** start RECORDS FOR THE EXERCISE **
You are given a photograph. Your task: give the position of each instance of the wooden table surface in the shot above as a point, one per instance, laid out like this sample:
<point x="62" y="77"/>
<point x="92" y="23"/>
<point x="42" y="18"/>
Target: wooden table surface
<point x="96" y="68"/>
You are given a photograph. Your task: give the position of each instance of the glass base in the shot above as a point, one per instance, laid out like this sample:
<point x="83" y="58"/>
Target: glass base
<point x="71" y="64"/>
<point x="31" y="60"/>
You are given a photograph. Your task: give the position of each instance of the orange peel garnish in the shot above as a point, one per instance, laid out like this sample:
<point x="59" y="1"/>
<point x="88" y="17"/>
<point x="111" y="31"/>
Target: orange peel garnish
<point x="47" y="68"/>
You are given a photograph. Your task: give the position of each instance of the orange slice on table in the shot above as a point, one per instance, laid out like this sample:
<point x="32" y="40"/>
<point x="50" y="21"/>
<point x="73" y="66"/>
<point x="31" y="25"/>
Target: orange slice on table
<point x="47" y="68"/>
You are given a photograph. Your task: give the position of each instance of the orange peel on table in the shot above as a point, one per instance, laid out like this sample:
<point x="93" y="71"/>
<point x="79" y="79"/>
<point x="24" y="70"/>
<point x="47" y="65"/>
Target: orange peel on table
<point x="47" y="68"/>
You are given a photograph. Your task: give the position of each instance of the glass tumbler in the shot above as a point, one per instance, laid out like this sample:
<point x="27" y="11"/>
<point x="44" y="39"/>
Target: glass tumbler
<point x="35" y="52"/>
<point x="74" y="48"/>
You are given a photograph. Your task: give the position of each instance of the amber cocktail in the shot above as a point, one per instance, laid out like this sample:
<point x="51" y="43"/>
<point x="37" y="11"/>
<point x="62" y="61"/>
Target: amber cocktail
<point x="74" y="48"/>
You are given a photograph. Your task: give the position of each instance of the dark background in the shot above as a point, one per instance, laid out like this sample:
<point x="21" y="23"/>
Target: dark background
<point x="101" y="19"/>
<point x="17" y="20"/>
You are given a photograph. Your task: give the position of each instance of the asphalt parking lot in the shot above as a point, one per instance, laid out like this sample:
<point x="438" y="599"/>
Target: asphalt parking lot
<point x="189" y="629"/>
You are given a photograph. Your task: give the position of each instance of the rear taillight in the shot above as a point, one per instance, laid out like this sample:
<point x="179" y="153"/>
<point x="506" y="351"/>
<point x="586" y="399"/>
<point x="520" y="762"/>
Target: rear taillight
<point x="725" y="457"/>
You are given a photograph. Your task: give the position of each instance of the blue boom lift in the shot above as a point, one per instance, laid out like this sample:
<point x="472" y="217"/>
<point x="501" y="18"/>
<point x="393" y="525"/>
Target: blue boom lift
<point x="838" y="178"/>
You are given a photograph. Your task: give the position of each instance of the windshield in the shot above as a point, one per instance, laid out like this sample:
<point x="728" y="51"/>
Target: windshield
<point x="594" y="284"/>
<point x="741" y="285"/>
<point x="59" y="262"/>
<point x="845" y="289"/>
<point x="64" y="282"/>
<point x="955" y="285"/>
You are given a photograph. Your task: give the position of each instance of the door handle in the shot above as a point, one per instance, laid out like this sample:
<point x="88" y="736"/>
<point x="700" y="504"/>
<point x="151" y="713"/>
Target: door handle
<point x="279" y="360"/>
** end RECORDS FOR THE EXERCISE **
> **PROBLEM STATEMENT**:
Rewrite all the records above with "instance" replaced by "occurrence" wherever it appears, leaving everything else unchanged.

> **RESULT FOR THIS EXERCISE**:
You are given a photograph. Your task: give the position of each occurrence of the wooden table surface in the shot above as a point, one per occurrence, laid out like this sample:
<point x="62" y="77"/>
<point x="92" y="23"/>
<point x="42" y="18"/>
Target: wooden table surface
<point x="96" y="68"/>
You are given a photograph. Your task: give the position of each occurrence of the glass base in the shot above as a point, one per occurrence, laid out like this sample:
<point x="83" y="58"/>
Target: glass base
<point x="71" y="64"/>
<point x="31" y="60"/>
You are given a photograph. Your task: give the position of each occurrence of the orange peel garnish in the shot above as a point, one per occurrence, laid out like this sample:
<point x="59" y="1"/>
<point x="88" y="17"/>
<point x="111" y="31"/>
Target: orange peel garnish
<point x="47" y="68"/>
You are given a photograph. Your task: give the position of each occurrence of the orange slice on table in the shot above as a point, one per occurrence, laid out like this sample:
<point x="32" y="40"/>
<point x="50" y="21"/>
<point x="73" y="66"/>
<point x="31" y="25"/>
Target: orange slice on table
<point x="47" y="68"/>
You are given a photograph. Your task: give the position of each occurrence of the orange peel on table in the shot above as a point, one per occurrence, laid out like this sample:
<point x="93" y="71"/>
<point x="79" y="79"/>
<point x="24" y="70"/>
<point x="47" y="65"/>
Target: orange peel on table
<point x="47" y="68"/>
You are given a photograph. Your task: give the position of each occurrence of the glass tumbler in the shot above as a point, one per occurrence, laid out like this sample:
<point x="27" y="11"/>
<point x="44" y="39"/>
Target: glass tumbler
<point x="35" y="52"/>
<point x="74" y="48"/>
You are given a photograph. Your task: give the position of each occurrence of the amber cocktail in the shot above as a point, one per occurrence, laid out like this sample:
<point x="51" y="43"/>
<point x="37" y="11"/>
<point x="62" y="61"/>
Target: amber cocktail
<point x="74" y="48"/>
You are given a photograph. Your task: give the position of each occurrence of the dark background in the shot above as a point, one per occurrence, laid out like this sample:
<point x="21" y="23"/>
Target: dark background
<point x="101" y="19"/>
<point x="17" y="20"/>
You are given a photograph. Your task: give the position of each occurrence of the asphalt parking lot in the shot above as a point, one per occurrence, laid out like this sample:
<point x="438" y="599"/>
Target: asphalt parking lot
<point x="189" y="629"/>
You are given a photograph. Your task: give the position of each occurrence of the rear taillight in the shot above as a point, one per occurrence, laid out like this sample:
<point x="179" y="153"/>
<point x="506" y="351"/>
<point x="586" y="399"/>
<point x="520" y="762"/>
Target: rear taillight
<point x="725" y="457"/>
You are given a photograph. Your task: give the position of each occurrence of the blue boom lift in the shot above as a point, one per occurrence, laid out like this sample:
<point x="472" y="217"/>
<point x="501" y="18"/>
<point x="393" y="525"/>
Target: blue boom lift
<point x="838" y="178"/>
You are given a photograph. Your task: give the position of each occurrence of the windshield in the shot above as a point, one per occurrence, laid out like this sample:
<point x="728" y="51"/>
Target: windshield
<point x="594" y="284"/>
<point x="741" y="285"/>
<point x="59" y="262"/>
<point x="845" y="289"/>
<point x="64" y="282"/>
<point x="955" y="285"/>
You are given a photograph. Your task: give the position of each occurrence of the door handle in the shot above as a point, one per occurrence, laid out like this sample:
<point x="88" y="736"/>
<point x="700" y="504"/>
<point x="151" y="713"/>
Target: door handle
<point x="279" y="360"/>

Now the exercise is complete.